Record list

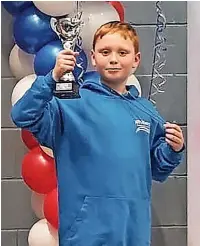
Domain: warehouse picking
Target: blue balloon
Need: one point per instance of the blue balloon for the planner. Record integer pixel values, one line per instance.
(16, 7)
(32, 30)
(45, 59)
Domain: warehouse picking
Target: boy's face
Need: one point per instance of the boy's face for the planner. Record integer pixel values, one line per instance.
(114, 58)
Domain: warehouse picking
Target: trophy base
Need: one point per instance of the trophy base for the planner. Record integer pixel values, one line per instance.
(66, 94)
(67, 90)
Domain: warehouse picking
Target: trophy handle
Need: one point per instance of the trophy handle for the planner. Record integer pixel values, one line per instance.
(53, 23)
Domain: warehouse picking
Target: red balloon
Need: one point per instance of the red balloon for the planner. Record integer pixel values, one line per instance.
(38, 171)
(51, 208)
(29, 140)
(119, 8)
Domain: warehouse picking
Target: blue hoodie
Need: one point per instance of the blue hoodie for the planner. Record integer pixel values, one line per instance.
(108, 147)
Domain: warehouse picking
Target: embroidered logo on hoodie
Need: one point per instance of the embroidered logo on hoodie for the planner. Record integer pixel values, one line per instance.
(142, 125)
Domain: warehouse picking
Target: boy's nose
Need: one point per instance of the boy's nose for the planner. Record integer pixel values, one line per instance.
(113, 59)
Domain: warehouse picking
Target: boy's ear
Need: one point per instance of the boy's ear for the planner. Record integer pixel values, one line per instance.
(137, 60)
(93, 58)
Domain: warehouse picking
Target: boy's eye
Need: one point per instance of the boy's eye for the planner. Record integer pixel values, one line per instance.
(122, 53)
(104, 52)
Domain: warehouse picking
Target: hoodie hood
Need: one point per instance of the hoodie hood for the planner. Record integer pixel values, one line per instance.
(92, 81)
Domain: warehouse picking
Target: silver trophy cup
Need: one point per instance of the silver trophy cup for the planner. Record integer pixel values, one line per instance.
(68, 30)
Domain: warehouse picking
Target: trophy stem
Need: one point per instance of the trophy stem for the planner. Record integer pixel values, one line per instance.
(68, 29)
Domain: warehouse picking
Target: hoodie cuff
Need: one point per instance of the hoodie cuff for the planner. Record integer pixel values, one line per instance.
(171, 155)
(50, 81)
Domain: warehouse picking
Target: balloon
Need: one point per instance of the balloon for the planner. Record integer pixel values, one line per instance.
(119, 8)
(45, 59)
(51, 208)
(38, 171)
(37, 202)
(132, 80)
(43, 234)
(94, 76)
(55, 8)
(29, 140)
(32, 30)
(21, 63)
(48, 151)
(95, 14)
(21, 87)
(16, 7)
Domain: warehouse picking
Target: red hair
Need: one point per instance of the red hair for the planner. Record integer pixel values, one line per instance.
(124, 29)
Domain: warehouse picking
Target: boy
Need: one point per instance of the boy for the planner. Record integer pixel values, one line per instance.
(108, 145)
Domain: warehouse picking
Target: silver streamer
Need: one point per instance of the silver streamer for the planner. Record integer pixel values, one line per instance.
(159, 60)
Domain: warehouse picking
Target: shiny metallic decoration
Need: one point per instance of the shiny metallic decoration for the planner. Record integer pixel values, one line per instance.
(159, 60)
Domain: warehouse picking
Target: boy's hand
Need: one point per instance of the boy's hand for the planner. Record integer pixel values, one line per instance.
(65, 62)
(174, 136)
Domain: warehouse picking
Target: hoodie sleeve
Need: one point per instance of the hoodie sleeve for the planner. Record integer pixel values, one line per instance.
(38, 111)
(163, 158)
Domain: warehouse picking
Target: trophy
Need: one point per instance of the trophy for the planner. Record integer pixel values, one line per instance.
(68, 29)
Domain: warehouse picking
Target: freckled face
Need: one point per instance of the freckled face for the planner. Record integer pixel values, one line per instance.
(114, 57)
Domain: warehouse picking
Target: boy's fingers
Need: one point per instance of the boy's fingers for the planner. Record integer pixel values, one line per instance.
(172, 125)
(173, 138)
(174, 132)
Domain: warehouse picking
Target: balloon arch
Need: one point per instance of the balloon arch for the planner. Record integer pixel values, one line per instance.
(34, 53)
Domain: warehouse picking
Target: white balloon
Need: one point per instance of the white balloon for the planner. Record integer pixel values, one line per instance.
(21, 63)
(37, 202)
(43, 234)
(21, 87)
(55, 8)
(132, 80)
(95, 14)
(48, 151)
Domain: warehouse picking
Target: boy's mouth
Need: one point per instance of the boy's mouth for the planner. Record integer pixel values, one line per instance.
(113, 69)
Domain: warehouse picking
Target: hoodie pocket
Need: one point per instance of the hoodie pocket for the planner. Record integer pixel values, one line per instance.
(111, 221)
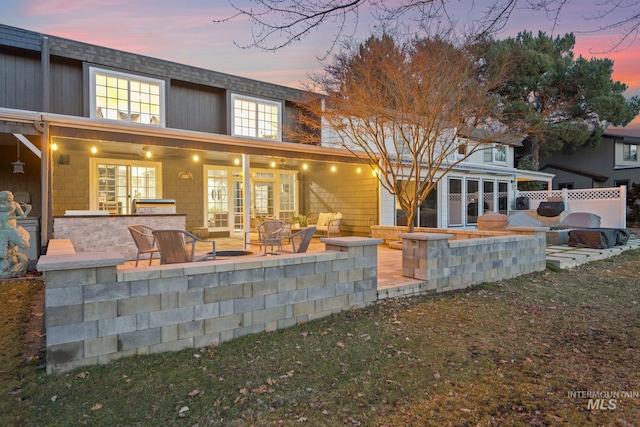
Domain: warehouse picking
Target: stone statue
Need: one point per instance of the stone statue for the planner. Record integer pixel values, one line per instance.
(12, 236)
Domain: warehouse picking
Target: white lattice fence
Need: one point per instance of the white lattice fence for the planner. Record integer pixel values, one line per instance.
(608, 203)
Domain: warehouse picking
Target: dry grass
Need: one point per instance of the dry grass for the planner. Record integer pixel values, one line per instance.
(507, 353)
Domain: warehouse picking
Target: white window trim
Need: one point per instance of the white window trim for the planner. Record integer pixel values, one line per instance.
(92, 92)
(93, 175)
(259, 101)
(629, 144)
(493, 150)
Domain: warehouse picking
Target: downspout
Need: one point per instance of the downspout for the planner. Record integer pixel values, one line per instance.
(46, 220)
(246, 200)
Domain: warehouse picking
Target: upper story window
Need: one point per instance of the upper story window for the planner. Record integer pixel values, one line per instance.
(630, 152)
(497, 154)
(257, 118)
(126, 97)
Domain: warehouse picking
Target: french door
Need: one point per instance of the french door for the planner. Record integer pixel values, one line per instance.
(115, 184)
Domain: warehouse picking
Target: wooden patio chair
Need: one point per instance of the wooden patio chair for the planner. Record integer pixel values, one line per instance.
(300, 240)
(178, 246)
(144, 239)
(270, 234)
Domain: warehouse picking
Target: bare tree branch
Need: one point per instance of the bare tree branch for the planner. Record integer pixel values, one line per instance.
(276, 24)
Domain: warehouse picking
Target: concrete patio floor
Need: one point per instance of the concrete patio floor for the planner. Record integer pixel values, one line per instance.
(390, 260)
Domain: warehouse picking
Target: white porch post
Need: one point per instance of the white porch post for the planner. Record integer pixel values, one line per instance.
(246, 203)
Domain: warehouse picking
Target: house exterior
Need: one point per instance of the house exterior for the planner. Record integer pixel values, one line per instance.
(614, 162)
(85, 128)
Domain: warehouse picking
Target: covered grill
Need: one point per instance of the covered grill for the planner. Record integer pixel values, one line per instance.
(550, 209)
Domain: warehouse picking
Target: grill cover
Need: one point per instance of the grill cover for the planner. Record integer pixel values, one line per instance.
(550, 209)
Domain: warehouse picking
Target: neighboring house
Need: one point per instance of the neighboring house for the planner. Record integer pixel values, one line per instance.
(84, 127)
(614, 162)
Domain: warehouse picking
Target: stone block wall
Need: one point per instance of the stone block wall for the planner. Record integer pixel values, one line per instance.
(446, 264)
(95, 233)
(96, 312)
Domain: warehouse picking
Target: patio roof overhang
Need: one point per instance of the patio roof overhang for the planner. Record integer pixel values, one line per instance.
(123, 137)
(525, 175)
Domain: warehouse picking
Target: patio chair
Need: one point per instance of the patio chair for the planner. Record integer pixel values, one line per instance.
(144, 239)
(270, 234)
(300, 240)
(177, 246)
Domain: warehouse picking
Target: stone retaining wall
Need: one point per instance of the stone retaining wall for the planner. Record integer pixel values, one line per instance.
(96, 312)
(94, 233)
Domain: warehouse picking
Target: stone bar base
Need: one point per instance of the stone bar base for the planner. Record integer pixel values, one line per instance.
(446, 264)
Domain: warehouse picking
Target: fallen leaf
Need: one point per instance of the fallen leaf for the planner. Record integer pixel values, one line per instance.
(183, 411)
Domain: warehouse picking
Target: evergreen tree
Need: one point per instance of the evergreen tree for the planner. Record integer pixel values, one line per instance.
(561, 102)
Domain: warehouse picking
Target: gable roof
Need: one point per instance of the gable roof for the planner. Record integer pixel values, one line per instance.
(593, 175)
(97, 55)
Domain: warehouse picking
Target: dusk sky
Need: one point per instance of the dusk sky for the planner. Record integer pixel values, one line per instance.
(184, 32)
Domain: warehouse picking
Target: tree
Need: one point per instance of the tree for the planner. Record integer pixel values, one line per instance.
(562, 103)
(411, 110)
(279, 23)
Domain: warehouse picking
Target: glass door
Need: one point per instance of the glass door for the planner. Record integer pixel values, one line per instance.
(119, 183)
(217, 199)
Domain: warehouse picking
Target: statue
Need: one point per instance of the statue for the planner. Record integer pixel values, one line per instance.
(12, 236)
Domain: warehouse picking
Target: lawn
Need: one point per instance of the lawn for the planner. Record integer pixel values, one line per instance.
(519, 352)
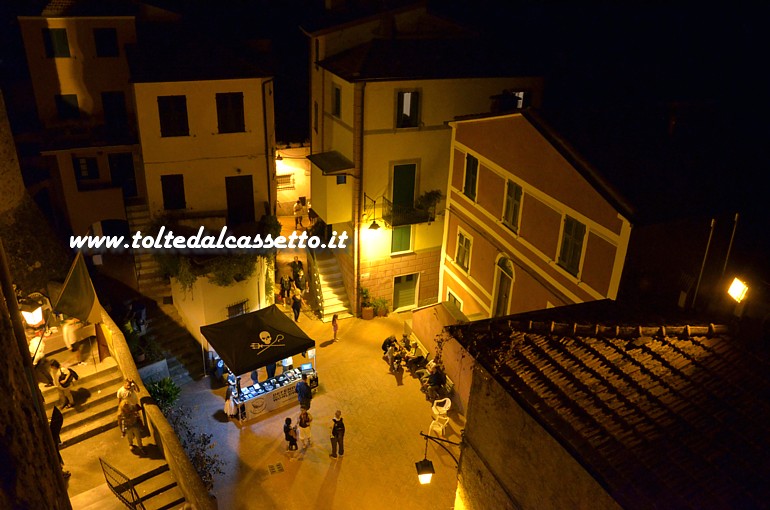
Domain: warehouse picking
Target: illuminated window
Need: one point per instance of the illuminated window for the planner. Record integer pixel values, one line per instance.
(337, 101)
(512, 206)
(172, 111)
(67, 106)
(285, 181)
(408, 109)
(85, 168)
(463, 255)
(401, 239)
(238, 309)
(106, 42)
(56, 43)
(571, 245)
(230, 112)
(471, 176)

Brief
Could you gather every line of the data above that contains the string "grass"?

Result
Target: dry grass
Need: one point per instance of the dry grass for the planner. Record integer pixel values, one line per instance.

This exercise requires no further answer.